### REQUIRED WORK
For each statement below, decide whether it agrees with the text about the Church of St Aidan. Answer yes or no, and quote the text's deciding words exactly. (a) The mission church built off Bolton Road in 1897 was designed by Temple Moore. (b) The church was consecrated on 24 March 1915. (c) The south tower was added while Moore was still alive.

Listed church in Greater Manchester, England

The Church of St Aidan is an Anglican parish church on Manchester Road in Sudden, a district on the southern outskirts of Rochdale, Greater Manchester, England. Built between 1913 and 1915, it serves the parish of St Aidan Sudden and All Souls' Heywood within the Diocese of Manchester. It is recorded in the National Heritage List for England as a Grade II* listed building and noted for being one of the later works of the architect Temple Moore.

==History==
The origins of Anglican worship in Sudden date to 1876, when members of St Alban's Church established a Sunday school in an empty shop on what is now Roch Valley Way. A more permanent base followed in 1883 with the construction of St Alban's Mission Room on Howarth Street, which served as a Sunday school and meeting place for the growing community until its demolition in the early 1970s during motorway construction.

A further presence was created in 1897, when a mission church dedicated to St Aidan was built off Bolton Road, Marland. Designed by the architect Edgar Wood, it was erected as a mission church to All Souls' Church, Captain Fold, Heywood. In 1908 the building was transferred to the parish and continued in use as a Sunday school until the 1940s; it was subsequently demolished in 1960.

Moves toward establishing a separate parish began in 1906, involving the vicars of St Alban's, Rochdale; All Souls', Heywood; and St Martin's, Castleton. The present church was commissioned soon afterwards, replacing the earlier mission facilities. The architect Temple Moore was appointed in 1909, and his Early English design was executed between 1913 and 1915. The church was consecrated by Edmund Knox, the bishop of Manchester, on 24 March 1915.

In 1931 the church was further developed with the addition of a small south tower. Although Moore had died a decade earlier, the tower followed the intentions set out in his plans and was carried out under the direction of his successors.

On 12 February 1985, the Church of St Aidan was designated a Grade II* listed building.

==Architecture==
The church is constructed of random rubble with roofs of clay tile and slate. The nave and north aisle are carried beneath a single roof, while the south aisle has a separate, double-pitched roof. A central west tower rises above a higher chancel, which has chapels to the north and south, together with a triforium and clerestory.

### PROVIDED MATERIAL
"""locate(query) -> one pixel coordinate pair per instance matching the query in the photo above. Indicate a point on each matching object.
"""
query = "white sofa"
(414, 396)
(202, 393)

### WRITTEN REPLY
(a) No: "Designed by the architect Edgar Wood"
(b) Yes: "The church was consecrated by Edmund Knox, the bishop of Manchester, on 24 March 1915."
(c) No: "Although Moore had died a decade earlier"